[Stored dataset items]
# # # # # # #

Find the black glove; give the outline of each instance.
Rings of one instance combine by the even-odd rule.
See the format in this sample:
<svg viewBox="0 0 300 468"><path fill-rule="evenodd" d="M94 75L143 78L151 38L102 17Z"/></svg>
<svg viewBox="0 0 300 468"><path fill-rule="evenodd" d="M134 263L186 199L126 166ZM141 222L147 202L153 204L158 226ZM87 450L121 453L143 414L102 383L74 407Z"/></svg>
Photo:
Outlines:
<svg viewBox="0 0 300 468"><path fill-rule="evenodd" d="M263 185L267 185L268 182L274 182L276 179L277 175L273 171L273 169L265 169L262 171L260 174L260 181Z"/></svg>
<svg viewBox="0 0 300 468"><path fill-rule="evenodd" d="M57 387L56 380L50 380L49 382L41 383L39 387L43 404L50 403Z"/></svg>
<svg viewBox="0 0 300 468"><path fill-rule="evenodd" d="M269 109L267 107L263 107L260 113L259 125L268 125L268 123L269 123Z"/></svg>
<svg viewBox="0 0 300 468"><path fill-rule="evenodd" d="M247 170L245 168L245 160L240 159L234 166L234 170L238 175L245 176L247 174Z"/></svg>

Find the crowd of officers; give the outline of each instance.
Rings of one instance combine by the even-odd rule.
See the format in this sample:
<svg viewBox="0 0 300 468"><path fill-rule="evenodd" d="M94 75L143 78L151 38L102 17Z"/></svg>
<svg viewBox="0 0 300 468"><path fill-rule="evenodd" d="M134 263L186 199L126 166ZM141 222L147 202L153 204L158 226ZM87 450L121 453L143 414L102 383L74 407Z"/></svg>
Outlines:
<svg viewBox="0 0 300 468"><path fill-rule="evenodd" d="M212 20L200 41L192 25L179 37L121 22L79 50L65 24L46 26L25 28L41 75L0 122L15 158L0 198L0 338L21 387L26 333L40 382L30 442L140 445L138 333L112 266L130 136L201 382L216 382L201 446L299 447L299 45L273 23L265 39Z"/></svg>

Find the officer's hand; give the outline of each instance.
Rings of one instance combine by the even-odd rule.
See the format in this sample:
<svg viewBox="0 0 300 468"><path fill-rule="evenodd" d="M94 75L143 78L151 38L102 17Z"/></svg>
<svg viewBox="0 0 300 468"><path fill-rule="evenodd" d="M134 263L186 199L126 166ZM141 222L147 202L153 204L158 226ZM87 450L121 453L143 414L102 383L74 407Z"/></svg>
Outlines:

# # # # # # #

_What is required_
Send back all the records above word for word.

_Response to this task_
Find the black glove; give the outline of each instance.
Rings of one instance combine by the even-odd rule.
See the format in this sample:
<svg viewBox="0 0 300 468"><path fill-rule="evenodd" d="M94 75L143 78L151 38L102 17Z"/></svg>
<svg viewBox="0 0 300 468"><path fill-rule="evenodd" d="M134 263L186 199L126 166ZM141 222L147 202L153 204L158 226ZM87 450L121 453L143 414L102 383L74 407Z"/></svg>
Photo:
Outlines:
<svg viewBox="0 0 300 468"><path fill-rule="evenodd" d="M263 185L267 185L268 182L274 182L276 179L277 175L273 171L273 169L265 169L262 171L260 174L260 181Z"/></svg>
<svg viewBox="0 0 300 468"><path fill-rule="evenodd" d="M57 387L56 380L50 380L49 382L41 383L39 387L43 404L50 403Z"/></svg>
<svg viewBox="0 0 300 468"><path fill-rule="evenodd" d="M269 109L267 107L263 107L260 113L259 125L268 125L268 123L269 123Z"/></svg>
<svg viewBox="0 0 300 468"><path fill-rule="evenodd" d="M247 170L245 168L245 160L240 159L234 166L234 170L238 175L245 176L247 174Z"/></svg>

Find the crowd of officers; give the outline of each instance.
Rings of one instance combine by the even-odd rule.
See the format in this sample:
<svg viewBox="0 0 300 468"><path fill-rule="evenodd" d="M94 75L143 78L151 38L102 17Z"/></svg>
<svg viewBox="0 0 300 468"><path fill-rule="evenodd" d="M134 263L186 199L126 166ZM141 222L147 202L153 204L158 226ZM87 450L121 453L143 414L102 383L74 407Z"/></svg>
Outlines:
<svg viewBox="0 0 300 468"><path fill-rule="evenodd" d="M212 20L200 41L192 25L179 37L121 22L79 50L65 24L46 26L25 28L41 75L0 122L15 158L0 198L0 338L21 387L26 333L40 382L30 442L140 445L138 333L112 266L130 136L201 382L216 382L201 446L299 447L299 45L273 23L265 39Z"/></svg>

Find the officer's hand; give the outline of each instance.
Rings of one instance combine by the even-odd rule.
See the format in this sample:
<svg viewBox="0 0 300 468"><path fill-rule="evenodd" d="M94 75L143 78L151 38L102 17Z"/></svg>
<svg viewBox="0 0 300 468"><path fill-rule="evenodd" d="M134 263L186 199L126 166ZM141 222L147 202L153 204L158 226ZM87 450L121 453L143 414L102 383L74 407Z"/></svg>
Outlines:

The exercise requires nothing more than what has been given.